- **Directions**
Quote the whole listing word for word. Do not include the pictures.

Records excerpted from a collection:

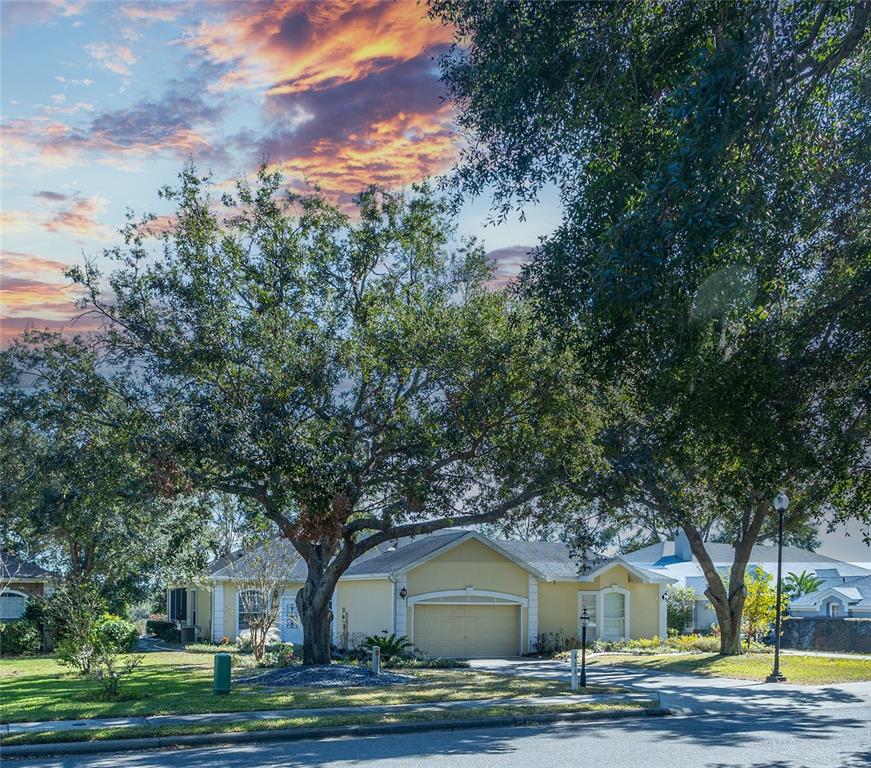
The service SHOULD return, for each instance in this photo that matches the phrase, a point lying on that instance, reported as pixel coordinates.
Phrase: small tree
(798, 584)
(262, 574)
(681, 603)
(760, 605)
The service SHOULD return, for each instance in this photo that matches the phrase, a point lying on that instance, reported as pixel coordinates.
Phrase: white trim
(467, 593)
(600, 611)
(663, 613)
(645, 576)
(400, 608)
(532, 615)
(218, 613)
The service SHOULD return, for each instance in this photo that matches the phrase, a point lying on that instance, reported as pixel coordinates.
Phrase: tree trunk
(728, 605)
(313, 603)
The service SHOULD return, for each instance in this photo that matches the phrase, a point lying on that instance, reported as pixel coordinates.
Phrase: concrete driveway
(693, 694)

- **Exercise output**
The service SHOULD return, for each instance in this photo that matches the phrase, a point lying on that instance, reported as pixel coordinates.
Phrase: small tree
(798, 584)
(262, 574)
(681, 603)
(760, 605)
The service SHOULD return, for each instance in this photo that matches the phrase, a point lying on that instance, reported as pixel coordinates.
Phrase: white trim
(467, 593)
(600, 611)
(663, 613)
(645, 576)
(400, 608)
(532, 615)
(218, 613)
The service SHOULD return, for each instance in this photo that matches the phrase, a point lying on that instance, reported as pixel coordinates.
Phrase: tree trunk
(728, 605)
(313, 603)
The service SHOULD return, for each instance in this photo that matches the phrase, a point lying on that instance, reported as pixel coordinates.
Phrase: concrete driveway
(693, 694)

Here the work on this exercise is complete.